Meine Freundin und Kollegin sagte: „Du solltest mal was über Wellness schreiben.“ Wir waren gerade angekommen, saßen auf dem Balkon unseres Urlaubshotels und blinzelten in die frühherbstliche Abendsonne. Vor uns lag die leicht hügelige Seen- und Wald-Landschaft, die so typisch für Mecklenburg-Vorpommern ist, und harrte der Entdeckung. Ich merkte, wie die Anspannung der letzten Tage scheibchenweise von mir abfiel.

Ein Wochenende im Jahr soll die Verdauung regeln?

„Ich finde, das mit der Wellness wird überbetont“, meinte meine Freundin weiter – und hatte wohl noch einige Gespräche aus ihrer Sprechstunde im Kopf. Auch mir fiel eine Beratung aus der letzten Woche ein: So gab ich einer Frau in mittleren Jahren die Empfehlung, doch ein wenig kürzerzutreten und sich mehr zu entspannen, um ihre funktionellen Verdauungsbeschwerden in den Griff zu bekommen. „Ich mach doch Wellness“, entgegnete mir damals die Patientin auf meine Ausführungen, „jedes Jahr gönne ich mir ein verlängertes Wellness-Wochenende mit meinen Freundinnen.“


So berichtete die Patientin auf mein Nachfragen von einem abgelegenen Hotel, Entspannungsmassagen mit exotischen Ölen, wohlduftenden Kräuterbädern, Lichtbädern, die sie in Sandkuhlen einnähmen, Sauna und Dampfbädern, Kosmetik, Lymphdrainagen und dem unterhaltsamen Ruhen auf Liegestühlen. Sprich: Informationsaustausch mit Freundinnen im Bademantel bei Kräutertee!

Völlig verkrampft im wohl duftenden Kräuterbad...

Ja, ich kann mir schon vorstellen, wie erholsam das alles ist. Zweifellos beschleunigt oder erleichtert eine Entspannungsmassage die vegetative Umstellung von der Arbeitsbelas­tung zur Urlaubsentspannung – das weiß ich auch aus eigener Erfahrung. Doch die schwülstig-dämmrige Atmosphäre und die exotischen Gerüche mancher Wellness-Oasen sind mir irgendwie suspekt. Außerdem: Ich bezweifle insgeheim, dass ein Kräuterbad entspannend ist, wenn man die Badezimmertür nicht absperren kann. Aber das liegt wohl an meiner letzten Krimilektüre: Da meuchelte der Mörder seine Opfer im Schönheitsbad!

§ Aufgabe
Ersetze im Textausschnitt über Wellness „Entspannungsmassage“ durch „Rückenmassage“ und schreibe die Passage ab, beginnend mit „Ja, ich kann“ und weiter bis einschließlich „Opfer im Schönheitsbad!“.

§ Bereitgestelltes Material
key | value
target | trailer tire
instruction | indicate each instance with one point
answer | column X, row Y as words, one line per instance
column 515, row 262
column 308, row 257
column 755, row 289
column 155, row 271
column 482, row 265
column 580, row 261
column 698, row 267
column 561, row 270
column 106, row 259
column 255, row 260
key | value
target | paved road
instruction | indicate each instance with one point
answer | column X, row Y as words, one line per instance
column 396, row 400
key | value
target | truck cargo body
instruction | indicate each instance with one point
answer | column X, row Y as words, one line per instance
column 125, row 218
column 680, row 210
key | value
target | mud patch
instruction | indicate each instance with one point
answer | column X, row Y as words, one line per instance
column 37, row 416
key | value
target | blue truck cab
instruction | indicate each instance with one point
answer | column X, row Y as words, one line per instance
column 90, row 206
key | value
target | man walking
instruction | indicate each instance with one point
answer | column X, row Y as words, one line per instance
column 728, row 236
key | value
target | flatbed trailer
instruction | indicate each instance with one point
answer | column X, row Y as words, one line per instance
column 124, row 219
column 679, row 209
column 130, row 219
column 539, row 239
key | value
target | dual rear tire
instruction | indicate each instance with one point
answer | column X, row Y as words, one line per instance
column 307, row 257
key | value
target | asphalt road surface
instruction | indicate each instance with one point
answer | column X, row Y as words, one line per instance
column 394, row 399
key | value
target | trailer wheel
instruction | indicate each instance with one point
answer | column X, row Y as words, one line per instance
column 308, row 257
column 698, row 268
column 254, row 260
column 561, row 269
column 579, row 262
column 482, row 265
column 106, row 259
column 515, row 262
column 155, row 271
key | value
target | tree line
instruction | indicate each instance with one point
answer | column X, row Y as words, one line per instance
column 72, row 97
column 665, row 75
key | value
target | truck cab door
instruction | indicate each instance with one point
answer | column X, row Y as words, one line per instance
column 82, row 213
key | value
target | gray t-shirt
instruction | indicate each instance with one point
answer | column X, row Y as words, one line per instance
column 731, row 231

§ Lösung
Ja, ich kann mir schon vorstellen, wie erholsam das alles ist. Zweifellos beschleunigt oder erleichtert eine Rückenmassage die vegetative Umstellung von der Arbeitsbelas­tung zur Urlaubsentspannung – das weiß ich auch aus eigener Erfahrung. Doch die schwülstig-dämmrige Atmosphäre und die exotischen Gerüche mancher Wellness-Oasen sind mir irgendwie suspekt. Außerdem: Ich bezweifle insgeheim, dass ein Kräuterbad entspannend ist, wenn man die Badezimmertür nicht absperren kann. Aber das liegt wohl an meiner letzten Krimilektüre: Da meuchelte der Mörder seine Opfer im Schönheitsbad!